(begin)

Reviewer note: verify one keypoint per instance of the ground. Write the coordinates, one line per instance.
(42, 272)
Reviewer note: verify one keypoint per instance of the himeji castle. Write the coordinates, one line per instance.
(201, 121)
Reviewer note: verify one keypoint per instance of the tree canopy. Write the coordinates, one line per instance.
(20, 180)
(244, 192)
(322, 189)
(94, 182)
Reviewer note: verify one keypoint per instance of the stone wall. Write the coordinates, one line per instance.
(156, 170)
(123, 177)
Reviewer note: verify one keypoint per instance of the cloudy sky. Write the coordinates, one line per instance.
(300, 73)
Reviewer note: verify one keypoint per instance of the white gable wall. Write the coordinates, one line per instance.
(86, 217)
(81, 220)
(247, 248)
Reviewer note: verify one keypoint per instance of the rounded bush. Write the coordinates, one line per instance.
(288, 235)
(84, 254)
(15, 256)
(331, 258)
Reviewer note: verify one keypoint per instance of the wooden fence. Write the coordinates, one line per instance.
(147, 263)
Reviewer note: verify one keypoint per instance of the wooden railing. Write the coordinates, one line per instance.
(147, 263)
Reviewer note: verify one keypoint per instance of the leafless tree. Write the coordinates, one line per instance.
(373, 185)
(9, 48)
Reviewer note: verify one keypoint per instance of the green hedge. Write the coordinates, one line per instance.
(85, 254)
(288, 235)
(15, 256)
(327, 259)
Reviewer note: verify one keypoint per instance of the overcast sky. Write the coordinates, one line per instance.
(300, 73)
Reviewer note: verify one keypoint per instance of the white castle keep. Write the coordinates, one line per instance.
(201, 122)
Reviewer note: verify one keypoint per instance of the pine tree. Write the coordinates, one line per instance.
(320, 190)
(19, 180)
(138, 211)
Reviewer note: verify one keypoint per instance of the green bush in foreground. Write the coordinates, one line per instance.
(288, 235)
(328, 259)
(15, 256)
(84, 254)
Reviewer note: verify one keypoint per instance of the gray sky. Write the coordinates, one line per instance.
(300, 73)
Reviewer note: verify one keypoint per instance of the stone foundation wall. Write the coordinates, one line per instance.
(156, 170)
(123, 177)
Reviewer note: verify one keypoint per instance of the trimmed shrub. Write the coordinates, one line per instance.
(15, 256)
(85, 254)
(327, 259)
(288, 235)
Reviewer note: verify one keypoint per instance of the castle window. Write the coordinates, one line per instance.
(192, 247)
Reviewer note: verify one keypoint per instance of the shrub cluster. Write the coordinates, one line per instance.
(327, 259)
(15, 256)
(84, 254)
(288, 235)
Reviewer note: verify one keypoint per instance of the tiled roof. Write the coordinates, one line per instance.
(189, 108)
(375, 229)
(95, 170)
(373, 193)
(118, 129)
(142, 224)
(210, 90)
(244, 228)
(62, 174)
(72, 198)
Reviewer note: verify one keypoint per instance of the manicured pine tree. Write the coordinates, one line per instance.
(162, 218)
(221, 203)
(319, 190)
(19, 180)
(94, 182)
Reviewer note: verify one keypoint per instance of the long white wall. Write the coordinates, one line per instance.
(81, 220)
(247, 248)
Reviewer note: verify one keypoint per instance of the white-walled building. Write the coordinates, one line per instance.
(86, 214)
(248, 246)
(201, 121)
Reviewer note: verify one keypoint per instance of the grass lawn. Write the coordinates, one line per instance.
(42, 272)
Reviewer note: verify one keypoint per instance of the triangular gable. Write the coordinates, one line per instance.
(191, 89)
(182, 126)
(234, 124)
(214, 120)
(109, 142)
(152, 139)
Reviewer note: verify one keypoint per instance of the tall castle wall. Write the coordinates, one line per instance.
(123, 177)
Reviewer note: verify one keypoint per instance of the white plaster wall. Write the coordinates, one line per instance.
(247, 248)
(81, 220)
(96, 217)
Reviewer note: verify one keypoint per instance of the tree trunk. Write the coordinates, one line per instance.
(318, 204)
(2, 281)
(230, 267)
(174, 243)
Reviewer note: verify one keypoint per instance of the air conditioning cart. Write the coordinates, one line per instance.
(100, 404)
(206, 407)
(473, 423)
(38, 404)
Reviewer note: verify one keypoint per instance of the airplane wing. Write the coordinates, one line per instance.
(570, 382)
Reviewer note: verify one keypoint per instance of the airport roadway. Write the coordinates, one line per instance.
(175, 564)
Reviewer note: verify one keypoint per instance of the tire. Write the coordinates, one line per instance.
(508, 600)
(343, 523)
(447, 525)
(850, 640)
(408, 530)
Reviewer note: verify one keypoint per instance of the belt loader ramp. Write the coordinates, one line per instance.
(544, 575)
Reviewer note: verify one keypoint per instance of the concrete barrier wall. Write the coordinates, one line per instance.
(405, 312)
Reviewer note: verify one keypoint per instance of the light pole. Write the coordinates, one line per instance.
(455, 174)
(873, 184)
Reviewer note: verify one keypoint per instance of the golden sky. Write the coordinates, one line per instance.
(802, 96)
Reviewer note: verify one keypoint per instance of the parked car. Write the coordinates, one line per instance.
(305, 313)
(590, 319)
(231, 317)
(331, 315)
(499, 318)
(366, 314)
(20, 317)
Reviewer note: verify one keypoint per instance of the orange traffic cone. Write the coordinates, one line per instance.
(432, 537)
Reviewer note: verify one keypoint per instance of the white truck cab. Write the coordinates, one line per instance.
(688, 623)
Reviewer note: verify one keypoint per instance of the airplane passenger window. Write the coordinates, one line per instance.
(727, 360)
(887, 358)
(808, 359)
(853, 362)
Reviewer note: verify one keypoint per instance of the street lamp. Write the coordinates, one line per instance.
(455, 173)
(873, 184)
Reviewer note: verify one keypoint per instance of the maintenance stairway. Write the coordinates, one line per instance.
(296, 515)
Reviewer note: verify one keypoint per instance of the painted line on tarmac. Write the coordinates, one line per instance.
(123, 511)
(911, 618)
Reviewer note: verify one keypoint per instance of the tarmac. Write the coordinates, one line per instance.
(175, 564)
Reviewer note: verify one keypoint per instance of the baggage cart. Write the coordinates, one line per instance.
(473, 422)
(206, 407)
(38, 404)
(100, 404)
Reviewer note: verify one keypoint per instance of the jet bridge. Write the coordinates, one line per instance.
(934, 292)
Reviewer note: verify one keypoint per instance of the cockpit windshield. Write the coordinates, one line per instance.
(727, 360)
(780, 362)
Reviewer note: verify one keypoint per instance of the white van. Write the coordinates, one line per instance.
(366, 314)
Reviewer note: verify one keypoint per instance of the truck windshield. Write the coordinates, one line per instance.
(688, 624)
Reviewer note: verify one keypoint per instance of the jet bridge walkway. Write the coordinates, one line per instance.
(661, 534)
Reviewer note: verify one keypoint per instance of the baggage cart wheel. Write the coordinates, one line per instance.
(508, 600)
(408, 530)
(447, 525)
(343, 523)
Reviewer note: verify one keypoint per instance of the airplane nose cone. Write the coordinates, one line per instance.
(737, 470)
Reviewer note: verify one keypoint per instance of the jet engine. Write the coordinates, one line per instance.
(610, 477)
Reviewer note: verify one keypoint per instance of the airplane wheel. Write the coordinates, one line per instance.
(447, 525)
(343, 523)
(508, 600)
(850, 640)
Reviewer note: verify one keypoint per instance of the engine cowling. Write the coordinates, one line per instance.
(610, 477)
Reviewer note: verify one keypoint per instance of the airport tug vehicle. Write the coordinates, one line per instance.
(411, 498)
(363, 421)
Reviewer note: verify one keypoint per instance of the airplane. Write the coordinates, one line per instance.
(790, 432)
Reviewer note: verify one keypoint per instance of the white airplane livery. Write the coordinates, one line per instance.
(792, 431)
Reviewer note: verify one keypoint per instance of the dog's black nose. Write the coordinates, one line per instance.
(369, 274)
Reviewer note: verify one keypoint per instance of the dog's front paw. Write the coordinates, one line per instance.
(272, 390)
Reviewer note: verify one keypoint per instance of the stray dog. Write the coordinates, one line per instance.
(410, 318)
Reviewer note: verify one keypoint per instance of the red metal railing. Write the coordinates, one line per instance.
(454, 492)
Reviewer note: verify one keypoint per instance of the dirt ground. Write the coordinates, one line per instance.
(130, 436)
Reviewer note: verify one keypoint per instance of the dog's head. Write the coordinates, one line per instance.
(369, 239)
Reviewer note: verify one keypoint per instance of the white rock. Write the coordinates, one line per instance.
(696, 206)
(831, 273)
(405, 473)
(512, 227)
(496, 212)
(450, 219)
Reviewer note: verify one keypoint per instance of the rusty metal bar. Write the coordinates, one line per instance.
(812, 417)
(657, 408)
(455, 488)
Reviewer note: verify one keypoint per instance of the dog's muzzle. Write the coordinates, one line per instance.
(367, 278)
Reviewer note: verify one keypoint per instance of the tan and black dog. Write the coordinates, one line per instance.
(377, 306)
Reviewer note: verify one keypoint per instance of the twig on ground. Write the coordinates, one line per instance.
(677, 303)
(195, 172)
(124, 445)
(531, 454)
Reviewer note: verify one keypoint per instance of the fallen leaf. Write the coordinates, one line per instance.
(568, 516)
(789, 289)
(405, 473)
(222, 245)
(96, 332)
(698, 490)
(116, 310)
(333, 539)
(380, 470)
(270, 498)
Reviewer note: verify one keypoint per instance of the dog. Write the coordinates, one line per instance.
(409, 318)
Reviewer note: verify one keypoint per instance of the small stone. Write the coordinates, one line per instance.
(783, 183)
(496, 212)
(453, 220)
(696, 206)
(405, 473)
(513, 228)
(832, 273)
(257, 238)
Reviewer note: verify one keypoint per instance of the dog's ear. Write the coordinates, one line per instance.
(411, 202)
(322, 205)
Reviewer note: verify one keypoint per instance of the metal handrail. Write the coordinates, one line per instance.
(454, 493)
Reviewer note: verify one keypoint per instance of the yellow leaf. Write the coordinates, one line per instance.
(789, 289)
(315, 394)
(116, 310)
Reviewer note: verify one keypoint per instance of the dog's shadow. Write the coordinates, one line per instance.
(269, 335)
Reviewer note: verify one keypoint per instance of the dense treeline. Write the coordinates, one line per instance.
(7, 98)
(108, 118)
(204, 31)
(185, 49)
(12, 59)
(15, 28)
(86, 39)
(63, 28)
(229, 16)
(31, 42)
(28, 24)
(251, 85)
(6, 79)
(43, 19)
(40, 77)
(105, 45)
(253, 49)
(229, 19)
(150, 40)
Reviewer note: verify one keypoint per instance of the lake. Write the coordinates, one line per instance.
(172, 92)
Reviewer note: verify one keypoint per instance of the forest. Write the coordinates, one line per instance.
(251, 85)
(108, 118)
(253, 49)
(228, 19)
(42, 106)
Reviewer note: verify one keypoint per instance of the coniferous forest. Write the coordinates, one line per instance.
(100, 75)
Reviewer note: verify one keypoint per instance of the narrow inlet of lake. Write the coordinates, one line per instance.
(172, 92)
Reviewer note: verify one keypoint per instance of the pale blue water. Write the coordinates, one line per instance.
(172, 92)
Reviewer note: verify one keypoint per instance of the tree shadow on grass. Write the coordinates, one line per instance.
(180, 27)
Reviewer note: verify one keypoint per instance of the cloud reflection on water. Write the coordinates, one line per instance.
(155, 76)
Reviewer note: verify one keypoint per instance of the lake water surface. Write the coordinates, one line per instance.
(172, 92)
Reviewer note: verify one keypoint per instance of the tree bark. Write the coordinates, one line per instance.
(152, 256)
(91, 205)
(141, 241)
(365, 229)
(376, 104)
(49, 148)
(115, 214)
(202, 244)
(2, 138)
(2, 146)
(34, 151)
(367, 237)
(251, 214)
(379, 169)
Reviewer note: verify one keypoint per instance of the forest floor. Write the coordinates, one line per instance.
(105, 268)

(end)

## [What this task involves]
Could you retype everything from the line containing "the cloud reflection" down to the end of the records, with each line unchanged?

## [Output of the exercise]
Reviewer note: verify one keypoint per instance of the cloud reflection on water. Write the coordinates, one line per instance.
(155, 76)
Reviewer note: verify one keypoint per instance of the lake water surface. Write the coordinates, one line per instance.
(172, 92)
Reviewer note: verify one keypoint per instance of the tree bark. Write the coordinates, one line per instance.
(152, 256)
(91, 205)
(141, 241)
(365, 229)
(376, 104)
(49, 148)
(115, 214)
(202, 244)
(2, 138)
(2, 146)
(34, 151)
(367, 237)
(251, 214)
(379, 169)
Reviewer note: verify one keypoint per instance of the forest floor. Write the coordinates, one line per instance.
(105, 268)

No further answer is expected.